_Given request:_ According to the article on Colombian and Venezuelan social policy, what share of the U.S. funding for Plan Colombia has been military aid?

_Text segment:_
++++++++

Colombia Could Learn from Venezuela’s Social Policies

by Garry Leech

After more than five years of the U.S.-backed Plan Colombia and four years of President Alvaro Uribe’s Democratic Security Strategy, the majority of Colombians remain mired in poverty. Both of these grandiose schemes are primarily military in nature with a small degree of social investment that amounts to little more than window dressing. The principal economic component of both policies consists of neoliberal structural adjustment programs that have led to impressive economic growth that has benefited a minority of the population while 64 percent of Colombians—85 percent in rural regions—remain impoverished. In sharp contrast, Venezuela’s President Hugo Chávez has emphasized social investment that has not only improved the standard of living for poor Venezuelans, but also for Colombian immigrants now living in the country.

While the Colombian government has to contend with an armed insurgency that does not exist in Venezuela, its military commitment does not sufficiently explain its failure to implement an effective social project. The United States has funded Plan Colombia to the tune of $4.7 billion over the past five years with military aid constituting 80 percent of the money. As a result, Colombia has become the third largest recipient of U.S. aid after Israel and Egypt—not counting the occupied countries of Iraq and Afghanistan.

The architects of Plan Colombia consciously decided to focus on a militaristic fumigation campaign that has proven to be a failure while ignoring increasing evidence that more social and alternative development funding in remote coca-growing regions is essential if cultivation is to be reduced in a meaningful and sustainable manner. The economic component of Plan Colombia simply consists of IMF loans and their corresponding neoliberal policies that have had the same social and economic consequences in Colombia as in other Latin American nations. In other words, they have failed to alleviate poverty and resulted in a greater income inequality.

++++++++

_Extracted entries:_
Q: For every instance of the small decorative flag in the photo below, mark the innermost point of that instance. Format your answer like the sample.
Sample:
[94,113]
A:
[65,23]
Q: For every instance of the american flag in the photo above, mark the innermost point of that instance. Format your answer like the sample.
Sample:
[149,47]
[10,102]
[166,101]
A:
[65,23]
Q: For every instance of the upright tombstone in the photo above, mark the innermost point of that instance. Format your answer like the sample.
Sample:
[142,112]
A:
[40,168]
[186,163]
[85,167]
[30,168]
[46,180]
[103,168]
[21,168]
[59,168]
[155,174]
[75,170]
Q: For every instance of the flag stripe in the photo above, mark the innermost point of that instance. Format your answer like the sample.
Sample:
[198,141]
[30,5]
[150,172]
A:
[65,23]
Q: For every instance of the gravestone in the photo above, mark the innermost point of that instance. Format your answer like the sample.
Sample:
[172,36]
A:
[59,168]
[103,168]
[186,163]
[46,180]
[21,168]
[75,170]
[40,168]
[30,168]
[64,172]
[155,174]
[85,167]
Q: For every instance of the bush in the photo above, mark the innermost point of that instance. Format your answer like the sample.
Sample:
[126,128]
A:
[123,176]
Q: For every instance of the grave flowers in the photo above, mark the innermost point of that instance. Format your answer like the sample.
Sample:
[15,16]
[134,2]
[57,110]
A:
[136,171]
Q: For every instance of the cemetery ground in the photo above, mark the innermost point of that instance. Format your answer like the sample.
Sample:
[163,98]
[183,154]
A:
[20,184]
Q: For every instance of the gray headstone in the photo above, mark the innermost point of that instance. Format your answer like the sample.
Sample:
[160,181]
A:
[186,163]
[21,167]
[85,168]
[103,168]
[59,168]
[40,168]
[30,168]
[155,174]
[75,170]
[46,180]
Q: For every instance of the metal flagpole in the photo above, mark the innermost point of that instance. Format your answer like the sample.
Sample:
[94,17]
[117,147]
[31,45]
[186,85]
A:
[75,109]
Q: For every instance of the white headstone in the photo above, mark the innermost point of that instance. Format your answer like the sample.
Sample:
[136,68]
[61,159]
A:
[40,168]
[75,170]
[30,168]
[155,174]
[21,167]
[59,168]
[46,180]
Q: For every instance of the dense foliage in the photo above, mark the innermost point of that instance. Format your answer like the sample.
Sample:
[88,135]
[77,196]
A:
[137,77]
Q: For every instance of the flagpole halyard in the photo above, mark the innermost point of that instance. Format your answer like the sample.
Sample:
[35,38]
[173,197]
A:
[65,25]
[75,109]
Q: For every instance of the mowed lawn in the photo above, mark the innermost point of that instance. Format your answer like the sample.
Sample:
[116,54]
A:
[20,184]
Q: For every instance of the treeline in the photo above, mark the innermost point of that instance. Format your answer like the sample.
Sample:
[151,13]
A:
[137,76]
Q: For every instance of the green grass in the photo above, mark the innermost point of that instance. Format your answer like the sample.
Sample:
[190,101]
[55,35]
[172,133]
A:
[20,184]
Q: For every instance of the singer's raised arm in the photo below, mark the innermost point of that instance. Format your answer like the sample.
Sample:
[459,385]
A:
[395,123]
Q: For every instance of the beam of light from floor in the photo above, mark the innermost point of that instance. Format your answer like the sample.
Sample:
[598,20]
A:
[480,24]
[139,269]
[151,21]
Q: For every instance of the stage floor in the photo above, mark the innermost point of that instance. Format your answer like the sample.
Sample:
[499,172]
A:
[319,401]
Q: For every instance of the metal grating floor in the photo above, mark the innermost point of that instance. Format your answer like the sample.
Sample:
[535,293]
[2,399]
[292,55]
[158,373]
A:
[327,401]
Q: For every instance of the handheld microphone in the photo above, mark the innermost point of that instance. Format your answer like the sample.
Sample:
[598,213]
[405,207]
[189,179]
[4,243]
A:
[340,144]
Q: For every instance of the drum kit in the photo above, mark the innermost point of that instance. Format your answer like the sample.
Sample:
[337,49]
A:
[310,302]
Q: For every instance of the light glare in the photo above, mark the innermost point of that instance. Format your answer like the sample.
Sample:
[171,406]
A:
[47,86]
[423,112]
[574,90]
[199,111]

++++++++

_Exercise output:_ 80 percent